"""

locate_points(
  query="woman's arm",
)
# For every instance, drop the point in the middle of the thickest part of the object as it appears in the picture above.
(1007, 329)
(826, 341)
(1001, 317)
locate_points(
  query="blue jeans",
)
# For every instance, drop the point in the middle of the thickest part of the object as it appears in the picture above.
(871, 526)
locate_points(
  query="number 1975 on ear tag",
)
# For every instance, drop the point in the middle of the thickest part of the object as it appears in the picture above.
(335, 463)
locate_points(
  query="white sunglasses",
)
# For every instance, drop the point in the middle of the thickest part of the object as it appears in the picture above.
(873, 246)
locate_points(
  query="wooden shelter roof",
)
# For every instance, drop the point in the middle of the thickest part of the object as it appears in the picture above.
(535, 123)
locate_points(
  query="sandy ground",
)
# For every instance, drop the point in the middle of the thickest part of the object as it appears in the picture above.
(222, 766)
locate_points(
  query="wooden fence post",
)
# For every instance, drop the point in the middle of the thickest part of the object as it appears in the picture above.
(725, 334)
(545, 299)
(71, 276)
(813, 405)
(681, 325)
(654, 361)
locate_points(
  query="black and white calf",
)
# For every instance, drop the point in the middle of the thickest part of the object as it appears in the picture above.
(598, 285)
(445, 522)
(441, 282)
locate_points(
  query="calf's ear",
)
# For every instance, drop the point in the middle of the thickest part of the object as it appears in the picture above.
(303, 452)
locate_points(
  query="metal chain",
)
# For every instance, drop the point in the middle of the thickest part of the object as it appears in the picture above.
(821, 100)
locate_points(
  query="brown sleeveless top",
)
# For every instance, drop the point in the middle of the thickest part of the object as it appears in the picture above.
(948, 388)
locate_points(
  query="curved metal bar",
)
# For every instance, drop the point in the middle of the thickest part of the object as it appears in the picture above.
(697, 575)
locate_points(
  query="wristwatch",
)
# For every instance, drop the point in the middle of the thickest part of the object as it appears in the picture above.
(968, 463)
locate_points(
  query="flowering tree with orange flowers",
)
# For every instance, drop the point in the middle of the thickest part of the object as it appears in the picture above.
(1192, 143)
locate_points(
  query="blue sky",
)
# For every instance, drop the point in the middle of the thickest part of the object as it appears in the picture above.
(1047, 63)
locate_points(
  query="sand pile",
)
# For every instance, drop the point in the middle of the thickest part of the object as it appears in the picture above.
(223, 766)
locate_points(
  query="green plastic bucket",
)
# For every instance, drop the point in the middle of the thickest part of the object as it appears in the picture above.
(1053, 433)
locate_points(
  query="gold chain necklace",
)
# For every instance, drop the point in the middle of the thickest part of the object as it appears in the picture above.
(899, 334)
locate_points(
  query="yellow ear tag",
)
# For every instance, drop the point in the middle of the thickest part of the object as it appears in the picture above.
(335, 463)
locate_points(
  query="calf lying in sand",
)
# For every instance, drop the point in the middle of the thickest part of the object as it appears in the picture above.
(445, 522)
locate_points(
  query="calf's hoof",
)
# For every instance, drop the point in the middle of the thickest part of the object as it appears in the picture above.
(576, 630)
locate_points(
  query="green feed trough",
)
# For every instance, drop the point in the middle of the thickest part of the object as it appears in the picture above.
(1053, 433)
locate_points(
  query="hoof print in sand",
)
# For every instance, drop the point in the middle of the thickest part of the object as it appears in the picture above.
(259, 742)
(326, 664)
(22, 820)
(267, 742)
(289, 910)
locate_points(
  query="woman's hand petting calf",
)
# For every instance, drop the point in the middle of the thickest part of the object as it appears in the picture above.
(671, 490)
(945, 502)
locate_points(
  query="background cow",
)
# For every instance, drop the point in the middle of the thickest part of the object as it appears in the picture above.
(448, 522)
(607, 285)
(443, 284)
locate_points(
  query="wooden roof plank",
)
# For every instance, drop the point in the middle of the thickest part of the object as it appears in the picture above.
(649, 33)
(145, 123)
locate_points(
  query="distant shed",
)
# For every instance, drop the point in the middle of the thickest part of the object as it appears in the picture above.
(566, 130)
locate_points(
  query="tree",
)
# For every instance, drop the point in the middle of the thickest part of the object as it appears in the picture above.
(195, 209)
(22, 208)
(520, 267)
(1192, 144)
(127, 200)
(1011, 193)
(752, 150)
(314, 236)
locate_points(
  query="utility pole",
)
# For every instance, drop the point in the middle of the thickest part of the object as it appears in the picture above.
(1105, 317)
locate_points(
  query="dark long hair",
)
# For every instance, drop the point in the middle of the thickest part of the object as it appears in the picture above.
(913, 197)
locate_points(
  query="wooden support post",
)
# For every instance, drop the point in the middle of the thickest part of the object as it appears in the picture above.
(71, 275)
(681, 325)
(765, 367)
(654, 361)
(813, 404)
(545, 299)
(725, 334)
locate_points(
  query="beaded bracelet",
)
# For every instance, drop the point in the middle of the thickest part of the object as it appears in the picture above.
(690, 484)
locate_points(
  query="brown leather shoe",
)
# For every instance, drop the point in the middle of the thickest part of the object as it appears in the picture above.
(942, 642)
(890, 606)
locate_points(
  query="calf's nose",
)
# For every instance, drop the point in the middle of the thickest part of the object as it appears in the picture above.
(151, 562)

"""
"""

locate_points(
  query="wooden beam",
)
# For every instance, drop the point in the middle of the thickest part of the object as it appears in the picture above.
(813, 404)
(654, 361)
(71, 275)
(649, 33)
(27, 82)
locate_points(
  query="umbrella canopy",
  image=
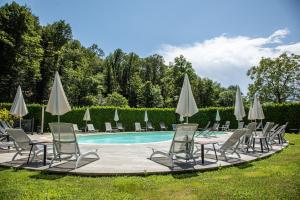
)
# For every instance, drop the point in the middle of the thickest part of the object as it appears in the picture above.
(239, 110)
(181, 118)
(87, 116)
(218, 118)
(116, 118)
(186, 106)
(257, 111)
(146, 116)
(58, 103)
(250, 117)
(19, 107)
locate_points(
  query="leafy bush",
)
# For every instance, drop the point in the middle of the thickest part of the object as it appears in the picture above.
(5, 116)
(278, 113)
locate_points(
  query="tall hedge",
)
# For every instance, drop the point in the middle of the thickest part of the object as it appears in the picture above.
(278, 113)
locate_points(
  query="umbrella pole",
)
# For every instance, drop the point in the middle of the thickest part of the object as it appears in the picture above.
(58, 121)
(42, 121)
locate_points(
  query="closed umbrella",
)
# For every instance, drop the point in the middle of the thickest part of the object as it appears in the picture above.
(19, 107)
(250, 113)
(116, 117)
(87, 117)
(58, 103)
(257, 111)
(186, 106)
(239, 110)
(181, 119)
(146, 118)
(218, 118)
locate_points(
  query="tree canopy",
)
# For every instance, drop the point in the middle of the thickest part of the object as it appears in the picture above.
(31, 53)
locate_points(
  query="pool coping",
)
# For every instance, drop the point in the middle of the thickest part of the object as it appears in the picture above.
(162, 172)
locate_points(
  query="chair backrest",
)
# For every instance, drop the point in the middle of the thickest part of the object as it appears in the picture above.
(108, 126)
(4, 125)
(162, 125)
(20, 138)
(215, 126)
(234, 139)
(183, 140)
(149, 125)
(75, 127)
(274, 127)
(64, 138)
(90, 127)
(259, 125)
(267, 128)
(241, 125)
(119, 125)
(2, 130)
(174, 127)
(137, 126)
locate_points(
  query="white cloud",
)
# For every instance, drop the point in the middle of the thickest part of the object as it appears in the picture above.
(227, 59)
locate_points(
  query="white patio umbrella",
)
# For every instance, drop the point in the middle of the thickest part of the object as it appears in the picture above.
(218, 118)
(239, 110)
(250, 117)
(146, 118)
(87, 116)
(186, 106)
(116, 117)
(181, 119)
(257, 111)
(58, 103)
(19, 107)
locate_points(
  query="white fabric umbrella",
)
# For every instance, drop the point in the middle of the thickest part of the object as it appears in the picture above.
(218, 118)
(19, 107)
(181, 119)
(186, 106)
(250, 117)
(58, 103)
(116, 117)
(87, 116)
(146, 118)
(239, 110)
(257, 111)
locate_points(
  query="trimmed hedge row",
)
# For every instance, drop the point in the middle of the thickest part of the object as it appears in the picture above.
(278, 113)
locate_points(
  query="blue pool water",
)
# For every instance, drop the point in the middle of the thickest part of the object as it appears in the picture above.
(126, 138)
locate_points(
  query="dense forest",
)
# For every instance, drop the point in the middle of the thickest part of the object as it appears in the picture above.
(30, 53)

"""

### TASK TO COMPLETE
Tally the lines of the material above that contain the string "post", with case counting, and reply with the number alone.

### WRITTEN ANSWER
2